● **What you need to do**: The records are to be restated in their entirety, word for word.

● **Provided entries**:
——————
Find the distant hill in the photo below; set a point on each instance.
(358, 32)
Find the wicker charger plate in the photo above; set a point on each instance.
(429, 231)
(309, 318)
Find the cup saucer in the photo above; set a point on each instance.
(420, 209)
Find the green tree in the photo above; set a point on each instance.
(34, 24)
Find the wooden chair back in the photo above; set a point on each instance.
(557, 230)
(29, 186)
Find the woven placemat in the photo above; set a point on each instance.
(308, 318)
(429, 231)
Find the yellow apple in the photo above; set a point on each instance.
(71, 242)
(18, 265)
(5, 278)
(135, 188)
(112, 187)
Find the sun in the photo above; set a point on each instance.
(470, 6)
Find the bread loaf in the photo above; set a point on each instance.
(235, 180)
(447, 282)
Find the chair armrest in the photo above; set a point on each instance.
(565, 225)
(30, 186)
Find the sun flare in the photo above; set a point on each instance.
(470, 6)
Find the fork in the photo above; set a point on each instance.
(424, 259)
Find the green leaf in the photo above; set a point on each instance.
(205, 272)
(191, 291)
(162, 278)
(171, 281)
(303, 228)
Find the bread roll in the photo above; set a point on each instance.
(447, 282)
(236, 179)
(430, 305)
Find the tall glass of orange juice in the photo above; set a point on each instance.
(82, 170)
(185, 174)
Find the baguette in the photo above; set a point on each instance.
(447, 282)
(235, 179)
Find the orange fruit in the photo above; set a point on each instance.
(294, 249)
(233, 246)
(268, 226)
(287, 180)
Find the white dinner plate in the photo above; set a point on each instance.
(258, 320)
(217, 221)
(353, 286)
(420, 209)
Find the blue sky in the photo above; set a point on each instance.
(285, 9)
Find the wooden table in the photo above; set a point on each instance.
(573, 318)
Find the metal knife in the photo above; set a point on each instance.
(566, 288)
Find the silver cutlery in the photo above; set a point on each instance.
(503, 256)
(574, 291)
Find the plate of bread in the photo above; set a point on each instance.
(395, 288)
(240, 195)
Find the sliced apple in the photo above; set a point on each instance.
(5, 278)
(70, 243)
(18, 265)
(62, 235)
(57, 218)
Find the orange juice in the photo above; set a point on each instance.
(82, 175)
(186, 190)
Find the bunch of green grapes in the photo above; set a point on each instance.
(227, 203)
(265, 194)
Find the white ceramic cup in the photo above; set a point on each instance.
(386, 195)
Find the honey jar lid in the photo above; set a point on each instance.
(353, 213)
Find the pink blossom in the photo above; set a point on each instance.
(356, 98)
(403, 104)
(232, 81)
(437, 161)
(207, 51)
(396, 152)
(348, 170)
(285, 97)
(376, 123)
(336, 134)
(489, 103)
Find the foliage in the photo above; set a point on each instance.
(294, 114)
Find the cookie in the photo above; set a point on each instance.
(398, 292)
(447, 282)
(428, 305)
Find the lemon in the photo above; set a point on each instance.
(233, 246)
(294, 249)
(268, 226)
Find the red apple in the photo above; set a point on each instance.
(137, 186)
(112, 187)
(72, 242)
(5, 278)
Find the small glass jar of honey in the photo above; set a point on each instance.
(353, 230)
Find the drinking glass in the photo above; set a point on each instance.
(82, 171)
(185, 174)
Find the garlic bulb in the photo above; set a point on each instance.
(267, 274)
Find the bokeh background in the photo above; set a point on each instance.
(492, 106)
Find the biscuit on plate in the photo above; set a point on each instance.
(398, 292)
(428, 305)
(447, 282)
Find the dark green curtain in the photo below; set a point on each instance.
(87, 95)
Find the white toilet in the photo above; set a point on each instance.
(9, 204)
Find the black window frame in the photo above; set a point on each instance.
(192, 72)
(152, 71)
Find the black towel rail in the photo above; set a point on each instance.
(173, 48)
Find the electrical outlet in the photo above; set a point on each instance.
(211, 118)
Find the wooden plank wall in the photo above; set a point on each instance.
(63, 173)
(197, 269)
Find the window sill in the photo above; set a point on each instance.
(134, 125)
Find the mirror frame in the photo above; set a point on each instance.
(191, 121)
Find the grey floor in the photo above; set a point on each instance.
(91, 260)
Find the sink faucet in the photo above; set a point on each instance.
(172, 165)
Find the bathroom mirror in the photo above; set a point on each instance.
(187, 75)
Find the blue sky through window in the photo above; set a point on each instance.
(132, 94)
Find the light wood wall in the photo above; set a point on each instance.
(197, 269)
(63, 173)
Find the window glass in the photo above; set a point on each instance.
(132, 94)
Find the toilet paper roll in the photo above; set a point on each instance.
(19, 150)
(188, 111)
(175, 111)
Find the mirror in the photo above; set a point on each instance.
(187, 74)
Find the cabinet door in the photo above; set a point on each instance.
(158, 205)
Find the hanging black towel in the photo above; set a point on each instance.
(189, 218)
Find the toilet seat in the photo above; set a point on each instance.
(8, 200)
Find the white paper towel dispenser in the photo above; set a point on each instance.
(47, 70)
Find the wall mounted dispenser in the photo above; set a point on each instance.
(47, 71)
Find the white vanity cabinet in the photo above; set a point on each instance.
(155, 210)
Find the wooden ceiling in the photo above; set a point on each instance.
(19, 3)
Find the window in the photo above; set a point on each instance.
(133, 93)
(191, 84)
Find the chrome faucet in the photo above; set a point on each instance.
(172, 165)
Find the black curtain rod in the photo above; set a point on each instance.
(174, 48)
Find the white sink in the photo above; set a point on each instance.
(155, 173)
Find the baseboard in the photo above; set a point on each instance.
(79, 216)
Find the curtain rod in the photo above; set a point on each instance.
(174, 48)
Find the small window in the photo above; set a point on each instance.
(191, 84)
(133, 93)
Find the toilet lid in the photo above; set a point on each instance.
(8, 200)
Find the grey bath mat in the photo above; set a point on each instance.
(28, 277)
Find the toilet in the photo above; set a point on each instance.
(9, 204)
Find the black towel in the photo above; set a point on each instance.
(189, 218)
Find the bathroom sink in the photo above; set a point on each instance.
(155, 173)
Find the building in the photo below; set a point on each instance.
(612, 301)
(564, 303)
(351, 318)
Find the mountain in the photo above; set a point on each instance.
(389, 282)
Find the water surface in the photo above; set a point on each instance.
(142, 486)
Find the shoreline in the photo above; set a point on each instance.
——————
● **Task response**:
Find the distant hill in the photo below; set a point on each instance.
(358, 32)
Find the wicker charger plate in the photo above; set a point on each instance.
(429, 231)
(309, 318)
Find the cup saucer in the photo above; set a point on each instance.
(420, 209)
Find the green tree in the photo above; set a point on each instance.
(34, 24)
Find the wooden chair back in the photo above; set a point on each instance.
(557, 230)
(29, 186)
Find the woven placemat in the photo above; set a point on each instance.
(308, 318)
(429, 231)
Find the yellow apple in the photo above; set a point on each instance.
(71, 242)
(18, 265)
(5, 278)
(135, 188)
(112, 187)
Find the sun in the photo above; set a point on each instance.
(470, 6)
Find the bread loaf in the photo above; set a point on each instance.
(235, 180)
(447, 282)
Find the chair armrest in the photo above; set a point on each instance.
(565, 225)
(30, 186)
Find the sun flare in the photo above; set a point on each instance.
(470, 6)
Find the fork in the photo above; set a point on each instance.
(424, 259)
Find the green leaf in the photo above; set a point on each instance.
(205, 272)
(191, 291)
(162, 278)
(171, 281)
(303, 228)
Find the bread roll in the photo above; set a point on each instance.
(447, 282)
(236, 179)
(430, 305)
Find the tall glass of orange juice in the photo above; set a point on each instance.
(82, 170)
(185, 174)
Find the baguette in the photo above; set a point on each instance.
(447, 282)
(235, 179)
Find the orange fruit in the photo above; set a point on each instance.
(294, 249)
(233, 246)
(268, 226)
(287, 180)
Find the white dinner plate in the photo above; set a point on each instance.
(258, 320)
(217, 221)
(353, 286)
(420, 209)
Find the blue sky in the photo above; set a point on each instance.
(285, 9)
Find the wooden table in the photo above; set a point on each instance.
(573, 318)
Find the metal knife in the photo above; set a point on each instance.
(566, 288)
Find the silver cutlery in the photo above; set a point on each instance.
(503, 256)
(574, 291)
Find the plate of bread in the photo above; set a point on each instance.
(395, 288)
(240, 195)
Find the sliced apple in the photo above; set a point on each instance.
(5, 278)
(70, 243)
(18, 265)
(62, 235)
(57, 218)
Find the orange juice in the photo above; set a point on each instance.
(82, 175)
(186, 190)
Find the bunch of green grapes in the photo above; set a point on each instance.
(227, 203)
(265, 194)
Find the white ceramic cup in the photo above; set a point on each instance.
(386, 195)
Find the honey jar lid in the photo above; set a point on each instance.
(353, 213)
Find the pink blossom in the photo above; set a point on each instance.
(356, 98)
(403, 104)
(232, 81)
(437, 161)
(207, 51)
(396, 152)
(348, 170)
(285, 97)
(376, 123)
(336, 134)
(489, 103)
Find the foliage in the photo above; set a point on each instance.
(294, 114)
Find the cookie in the photo above; set a point on each instance.
(398, 292)
(447, 282)
(428, 305)
Find the lemon in the photo above; set a point on each instance.
(233, 246)
(294, 249)
(268, 226)
Find the red apple in the photo above; set a point on each instance.
(137, 186)
(112, 187)
(72, 242)
(5, 278)
Find the small glass jar of honey in the photo above; set a point on each instance.
(353, 230)
Find the drinking glass in the photo above; set a point on each instance.
(82, 171)
(185, 174)
Find the garlic bulb in the photo above; set a point on each instance.
(267, 274)
Find the bokeh background in the photo above; set a point on each instance.
(492, 106)
Find the biscuit on plate in the photo above; set a point on each instance.
(398, 292)
(428, 305)
(447, 282)
Find the dark green curtain in the photo below; set a point on each instance.
(87, 95)
Find the white toilet in the photo above; set a point on each instance.
(9, 204)
Find the black window frame in the photo above; set a point on each instance.
(192, 72)
(152, 71)
Find the black towel rail in the photo above; set a point on each instance.
(173, 48)
Find the electrical outlet in the photo above; set a point on each instance.
(211, 118)
Find the wooden plank wall in the photo above; set a point on each instance.
(63, 173)
(197, 269)
Find the window sill in the photo above; set a point on each instance.
(134, 125)
Find the mirror frame in the photo above; set a point on each instance.
(191, 121)
Find the grey floor in the photo above; set a point on each instance.
(91, 260)
Find the sink faucet in the photo above; set a point on each instance.
(172, 165)
Find the bathroom mirror in the photo above; set a point on each instance.
(187, 75)
Find the blue sky through window in the photo above; set a point on each instance.
(132, 94)
Find the light wood wall in the photo above; set a point on each instance.
(197, 269)
(63, 173)
Find the window glass in the photo above; set a point on each instance.
(132, 94)
Find the toilet paper roll in the photo above; set a point on each instance.
(19, 150)
(188, 111)
(175, 111)
Find the mirror in the photo above; set a point on each instance.
(187, 74)
Find the cabinet door in the photo above; set a point on each instance.
(158, 205)
Find the hanging black towel in the photo above; set a point on each instance.
(189, 218)
Find the toilet seat in the photo above; set a point on each instance.
(8, 200)
Find the white paper towel dispenser in the photo above; set a point on each instance.
(47, 70)
Find the wall mounted dispenser in the photo above; set a point on each instance.
(47, 71)
Find the white vanity cabinet in the photo above; set a point on each instance.
(155, 210)
Find the wooden ceiling in the photo above; set a point on each instance.
(19, 3)
Find the window in the photo above; set a point on each instance.
(133, 93)
(191, 84)
Find the chrome faucet in the photo above; set a point on each instance.
(172, 165)
Find the black curtain rod in the photo above; set a point on each instance.
(174, 48)
Find the white sink in the photo above; set a point on each instance.
(155, 173)
Find the baseboard in the photo above; set a point on each instance.
(79, 216)
Find the curtain rod in the photo above; set a point on each instance.
(174, 48)
Find the small window in the photo above; set a point on each instance.
(191, 84)
(133, 93)
Find the toilet lid in the photo above; set a point on each instance.
(8, 200)
Find the grey bath mat in the photo above; set a point on each instance.
(28, 277)
Find the toilet in the photo above; set a point on each instance.
(9, 204)
Find the black towel in the photo above; set a point on each instance.
(189, 218)
Find the bathroom sink in the photo above; set a point on each instance.
(155, 173)
Find the building in the photo below; set a point on each instance.
(612, 301)
(564, 303)
(351, 318)
Find the mountain in the photo above; set a point on each instance.
(389, 282)
Find the water surface in the photo above; set a point on each instance.
(142, 486)
Find the shoreline in the photo above; set a point on each instance.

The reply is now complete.